Raw records:
## Start

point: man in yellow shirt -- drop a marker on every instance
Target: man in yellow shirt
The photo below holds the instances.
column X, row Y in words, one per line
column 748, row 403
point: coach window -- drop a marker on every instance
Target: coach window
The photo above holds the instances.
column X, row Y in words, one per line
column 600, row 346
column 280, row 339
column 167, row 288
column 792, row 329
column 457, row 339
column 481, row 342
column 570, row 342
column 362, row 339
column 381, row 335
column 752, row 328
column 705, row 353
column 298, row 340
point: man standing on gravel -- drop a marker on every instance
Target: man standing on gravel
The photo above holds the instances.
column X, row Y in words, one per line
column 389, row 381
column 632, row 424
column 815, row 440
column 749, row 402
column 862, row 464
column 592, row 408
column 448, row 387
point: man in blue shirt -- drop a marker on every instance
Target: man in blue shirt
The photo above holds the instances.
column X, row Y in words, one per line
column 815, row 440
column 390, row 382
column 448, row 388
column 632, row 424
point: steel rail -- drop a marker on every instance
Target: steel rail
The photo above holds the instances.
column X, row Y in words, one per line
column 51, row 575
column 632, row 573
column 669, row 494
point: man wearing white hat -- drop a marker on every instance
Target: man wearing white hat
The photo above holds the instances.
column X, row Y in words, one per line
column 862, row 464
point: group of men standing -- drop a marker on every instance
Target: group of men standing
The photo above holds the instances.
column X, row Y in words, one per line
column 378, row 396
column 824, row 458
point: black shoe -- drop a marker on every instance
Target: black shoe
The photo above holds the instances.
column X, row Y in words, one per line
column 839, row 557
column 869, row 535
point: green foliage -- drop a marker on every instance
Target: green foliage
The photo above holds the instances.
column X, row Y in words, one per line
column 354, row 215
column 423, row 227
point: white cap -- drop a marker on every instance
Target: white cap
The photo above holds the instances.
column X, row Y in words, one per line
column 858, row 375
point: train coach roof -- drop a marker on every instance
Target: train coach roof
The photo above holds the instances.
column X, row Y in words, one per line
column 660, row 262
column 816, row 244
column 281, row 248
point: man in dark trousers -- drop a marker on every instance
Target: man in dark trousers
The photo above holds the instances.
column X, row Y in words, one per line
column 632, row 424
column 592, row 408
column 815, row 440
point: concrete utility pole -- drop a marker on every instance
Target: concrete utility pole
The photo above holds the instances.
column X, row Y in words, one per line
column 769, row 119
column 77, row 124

## End

- [Goal of the exercise]: Edit the data above so that every occurrence of "drop a marker" becomes "place a pin", keeping everything else the same.

- [The result]:
point: man in yellow shirt -- place a pin on every instance
Target: man in yellow shirt
The photo below holds the instances.
column X, row Y in words, one per line
column 748, row 403
point: coach window -- place a pin on every instance
Target: coach window
The photo above holds the instances.
column X, row Y in words, one per line
column 600, row 346
column 280, row 339
column 167, row 288
column 792, row 329
column 457, row 339
column 481, row 342
column 570, row 342
column 362, row 339
column 381, row 335
column 752, row 328
column 705, row 353
column 298, row 340
point: man standing on gravel -- place a pin on every instance
Target: man standing on gravel
The photo above holds the instances.
column X, row Y in words, one per line
column 389, row 381
column 632, row 424
column 815, row 440
column 749, row 402
column 862, row 464
column 592, row 408
column 448, row 387
point: man in blue shirt -- place a pin on every instance
Target: man in blue shirt
The photo above holds the instances.
column X, row Y in words, one per line
column 815, row 440
column 390, row 382
column 448, row 388
column 632, row 424
point: steel rail -- place a pin on every instance
Target: steel rail
The photo above holds the instances.
column X, row Y in words, one per line
column 51, row 575
column 632, row 573
column 669, row 494
point: man wearing white hat -- place a pin on every instance
Target: man wearing white hat
The photo above holds the instances.
column X, row Y in words, one per line
column 862, row 464
point: group of men standing -- place a pin on every instance
Target: group of men standing
The photo above holds the instances.
column X, row Y in words, one per line
column 378, row 396
column 824, row 458
point: black shoe -- place a pin on every instance
Target: black shoe
The photo above holds the instances.
column X, row Y in words, one per line
column 839, row 557
column 869, row 535
point: green foliage -- place a pin on every instance
Target: green foliage
The photo above holds the instances.
column X, row Y in words, one per line
column 354, row 215
column 423, row 227
point: white cap -- place a pin on every instance
Target: white cap
The photo above holds the instances.
column X, row Y in words, one per line
column 858, row 375
point: train coach roof -- place a pin on every instance
Target: train coach roof
The photo above holds the instances.
column X, row Y in words, one per line
column 660, row 262
column 816, row 244
column 281, row 248
point: man in dark trousers -- place a pin on every instance
Target: man in dark trousers
The photo above holds the instances.
column X, row Y in words, one per line
column 632, row 424
column 592, row 408
column 815, row 440
point: concrete utility pole -- place a pin on every instance
Target: concrete utility pole
The photo above holds the instances.
column X, row Y in words, one per line
column 769, row 119
column 77, row 124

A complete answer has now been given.